◆ **REQUIRED TASK 1**
Summarize the passage on business intelligence in two sentences.

Well-designed BI applications can give anyone in your company the ability to make better decisions by quickly understanding the various “information assets” in your organization and how these interact with each other. These assets can include customer databases, supply chain information, personnel data, manufacturing, and sales and marketing activity, as well as any other source of information critical to your operation. BI software allows you to integrate these disparate data sources into a single coherent framework for real-time reporting and detailed analysis by anyone in your extended enterprise – customers, partners, employees, managers, and executives.
The term Business Intelligence (BI) represents the tools and systems that play a key role in the strategic planning process of the corporation. These systems allow a company to gather, store, access and analyze corporate data to aid in decision-making. Generally these systems will illustrate business intelligence in the areas of customer profiling, customer support, market research, market segmentation, product profitability, statistical analysis, and inventory and distribution analysis to name a few.
Most companies collect a large amount of data from their business operations. To keep track of that information, a business and would need to use a wide range of software programs , such as Excel, Access and different database applications for various departments throughout their organization. Using multiple software programs makes it difficult to retrieve information in a timely manner and to perform analysis of the data.

Applications in an enterprise

Business intelligence can be applied to the following business purposes, in order to drive business value.
  1. Measurement – program that creates a hierarchy of performance metrics (see also Metrics Reference Model) and benchmarking that informs business leaders about progress towards business goals (business process management).
  2. Analytics – program that builds quantitative processes for a business to arrive at optimal decisions and to perform business knowledge discovery. Frequently involves: data mining, process mining, statistical analysis, predictive analytics, predictive modeling, business process modeling, complex event processing and prescriptive analytics.
  3. Reporting/enterprise reporting – program that builds infrastructure for strategic reporting to serve the strategic management of a business, not operational reporting. Frequently involves data visualization, executive information system and OLAP.
  4. Collaboration/collaboration platform – program that gets different areas (both inside and outside the business) to work together through data sharing and electronic data interchange.
  5. Knowledge management – program to make the company data driven through strategies and practices to identify, create, represent, distribute, and enable adoption of insights and experiences that are true business knowledge. Knowledge management leads to learning management and regulatory compliance.

◆ **REQUIRED TASK 2**
Carry over every line of the listing from the line containing "Where can the bare" through the end of the listing, inclusive. Add 92 to both coordinates of each point that follows a "Target:" line, and leave all other lines unchanged.

◆ **THE DATA**

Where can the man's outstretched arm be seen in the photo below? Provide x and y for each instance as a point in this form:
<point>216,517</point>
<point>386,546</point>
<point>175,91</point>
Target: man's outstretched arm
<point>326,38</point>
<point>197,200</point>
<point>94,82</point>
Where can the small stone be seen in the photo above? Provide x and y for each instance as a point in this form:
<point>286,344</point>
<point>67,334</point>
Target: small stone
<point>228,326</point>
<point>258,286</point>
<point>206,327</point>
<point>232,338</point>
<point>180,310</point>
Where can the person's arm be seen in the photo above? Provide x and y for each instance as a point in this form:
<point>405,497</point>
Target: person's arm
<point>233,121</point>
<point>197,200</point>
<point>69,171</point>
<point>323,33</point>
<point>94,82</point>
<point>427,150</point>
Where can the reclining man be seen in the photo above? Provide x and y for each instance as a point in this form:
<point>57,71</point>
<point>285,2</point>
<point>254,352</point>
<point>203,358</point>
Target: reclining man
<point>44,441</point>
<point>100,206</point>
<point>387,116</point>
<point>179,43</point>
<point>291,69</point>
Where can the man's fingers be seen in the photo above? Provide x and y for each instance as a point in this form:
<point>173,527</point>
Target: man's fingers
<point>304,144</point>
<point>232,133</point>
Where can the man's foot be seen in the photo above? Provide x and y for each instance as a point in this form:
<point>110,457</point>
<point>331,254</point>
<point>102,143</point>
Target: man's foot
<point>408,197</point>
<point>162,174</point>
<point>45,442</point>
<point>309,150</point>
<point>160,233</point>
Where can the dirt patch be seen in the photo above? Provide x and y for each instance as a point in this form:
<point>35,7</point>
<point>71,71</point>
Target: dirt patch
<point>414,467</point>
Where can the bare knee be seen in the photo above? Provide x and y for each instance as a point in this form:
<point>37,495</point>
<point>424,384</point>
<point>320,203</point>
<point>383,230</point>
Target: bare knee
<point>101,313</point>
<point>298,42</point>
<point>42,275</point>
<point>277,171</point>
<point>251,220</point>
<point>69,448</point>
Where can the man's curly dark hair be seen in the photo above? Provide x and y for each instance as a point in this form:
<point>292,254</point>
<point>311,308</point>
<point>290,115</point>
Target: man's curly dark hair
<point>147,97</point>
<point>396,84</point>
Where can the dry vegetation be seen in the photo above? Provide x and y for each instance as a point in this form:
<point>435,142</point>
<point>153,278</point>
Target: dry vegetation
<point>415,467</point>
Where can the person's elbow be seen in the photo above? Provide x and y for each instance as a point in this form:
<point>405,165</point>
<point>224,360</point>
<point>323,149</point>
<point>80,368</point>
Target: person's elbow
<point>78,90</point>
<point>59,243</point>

◆ **WRITTEN SOLUTION 1**
Business intelligence refers to tools and systems that let a company gather, store, access and analyze corporate data to aid decision-making, bringing disparate sources such as customer databases and supply chain information into a single framework for reporting and analysis. It can be applied to measurement, analytics, reporting, collaboration and knowledge management to drive business value.

◆ **WRITTEN SOLUTION 2**
Where can the bare knee be seen in the photo above? Provide x and y for each instance as a point in this form:
<point>37,495</point>
<point>424,384</point>
<point>320,203</point>
<point>383,230</point>
Target: bare knee
<point>193,405</point>
<point>390,134</point>
<point>134,367</point>
<point>369,263</point>
<point>343,312</point>
<point>161,540</point>
Where can the man's curly dark hair be seen in the photo above? Provide x and y for each instance as a point in this form:
<point>292,254</point>
<point>311,308</point>
<point>290,115</point>
Target: man's curly dark hair
<point>239,189</point>
<point>488,176</point>
Where can the dry vegetation be seen in the photo above? Provide x and y for each instance as a point in this form:
<point>435,142</point>
<point>153,278</point>
Target: dry vegetation
<point>507,559</point>
Where can the person's elbow be seen in the photo above? Provide x and y for each instance as a point in this form:
<point>405,165</point>
<point>224,360</point>
<point>323,149</point>
<point>80,368</point>
Target: person's elbow
<point>170,182</point>
<point>151,335</point>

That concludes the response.